▶ [GOAL]: Reproduce the lines verbatim, beginning at the line that contains "blue sky | outline every instance" and continuing through the end of the items.

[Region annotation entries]
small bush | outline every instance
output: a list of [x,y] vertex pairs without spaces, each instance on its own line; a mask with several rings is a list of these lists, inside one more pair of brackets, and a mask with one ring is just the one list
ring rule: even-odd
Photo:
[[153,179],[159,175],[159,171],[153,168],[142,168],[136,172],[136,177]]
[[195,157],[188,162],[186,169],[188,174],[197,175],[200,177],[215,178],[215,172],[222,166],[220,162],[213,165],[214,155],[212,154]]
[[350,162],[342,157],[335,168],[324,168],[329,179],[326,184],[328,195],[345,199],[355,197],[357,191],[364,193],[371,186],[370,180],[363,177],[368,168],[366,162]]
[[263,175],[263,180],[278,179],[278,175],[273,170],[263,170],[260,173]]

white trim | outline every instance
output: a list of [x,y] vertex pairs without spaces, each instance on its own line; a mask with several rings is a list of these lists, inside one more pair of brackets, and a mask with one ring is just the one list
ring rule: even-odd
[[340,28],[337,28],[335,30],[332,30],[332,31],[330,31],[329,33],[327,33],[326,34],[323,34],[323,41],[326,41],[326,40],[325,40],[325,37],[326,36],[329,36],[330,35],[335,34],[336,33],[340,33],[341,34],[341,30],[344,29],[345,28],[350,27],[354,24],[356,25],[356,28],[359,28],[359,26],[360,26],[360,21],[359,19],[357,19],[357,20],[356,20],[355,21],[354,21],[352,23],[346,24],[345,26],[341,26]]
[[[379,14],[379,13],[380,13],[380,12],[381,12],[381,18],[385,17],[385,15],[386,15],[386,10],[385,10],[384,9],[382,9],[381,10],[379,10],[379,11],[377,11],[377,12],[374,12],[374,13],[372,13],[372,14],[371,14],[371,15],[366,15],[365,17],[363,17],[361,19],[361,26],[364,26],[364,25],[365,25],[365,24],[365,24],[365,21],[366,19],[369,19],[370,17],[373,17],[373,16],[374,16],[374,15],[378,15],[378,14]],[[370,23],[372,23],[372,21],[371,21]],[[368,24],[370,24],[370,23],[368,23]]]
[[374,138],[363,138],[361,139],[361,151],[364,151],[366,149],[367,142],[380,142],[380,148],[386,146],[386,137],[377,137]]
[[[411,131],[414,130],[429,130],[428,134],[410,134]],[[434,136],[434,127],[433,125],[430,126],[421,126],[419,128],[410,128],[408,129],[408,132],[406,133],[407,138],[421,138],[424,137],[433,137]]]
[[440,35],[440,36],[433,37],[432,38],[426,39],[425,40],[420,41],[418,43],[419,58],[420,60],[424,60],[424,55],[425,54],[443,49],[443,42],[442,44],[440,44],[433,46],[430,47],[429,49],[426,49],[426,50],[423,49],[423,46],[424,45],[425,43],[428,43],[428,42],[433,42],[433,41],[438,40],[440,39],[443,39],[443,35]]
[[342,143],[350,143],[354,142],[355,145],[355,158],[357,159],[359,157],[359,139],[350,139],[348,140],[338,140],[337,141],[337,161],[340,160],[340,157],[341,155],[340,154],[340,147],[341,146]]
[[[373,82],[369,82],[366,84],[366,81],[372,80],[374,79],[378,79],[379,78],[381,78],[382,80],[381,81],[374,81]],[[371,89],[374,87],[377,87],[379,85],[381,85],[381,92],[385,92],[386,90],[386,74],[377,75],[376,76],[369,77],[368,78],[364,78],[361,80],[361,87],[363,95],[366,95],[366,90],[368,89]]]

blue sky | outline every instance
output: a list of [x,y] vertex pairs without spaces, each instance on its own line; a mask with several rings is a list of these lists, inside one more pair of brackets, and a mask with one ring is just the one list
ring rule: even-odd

▶ [FULL ANSWER]:
blue sky | outline every instance
output: a list of [x,y] vertex pairs without spaces, each instance on its own line; a mask with several rings is a list of these lists, inside one more pair of brackets, and a mask with one ring is just the one list
ring rule: even-odd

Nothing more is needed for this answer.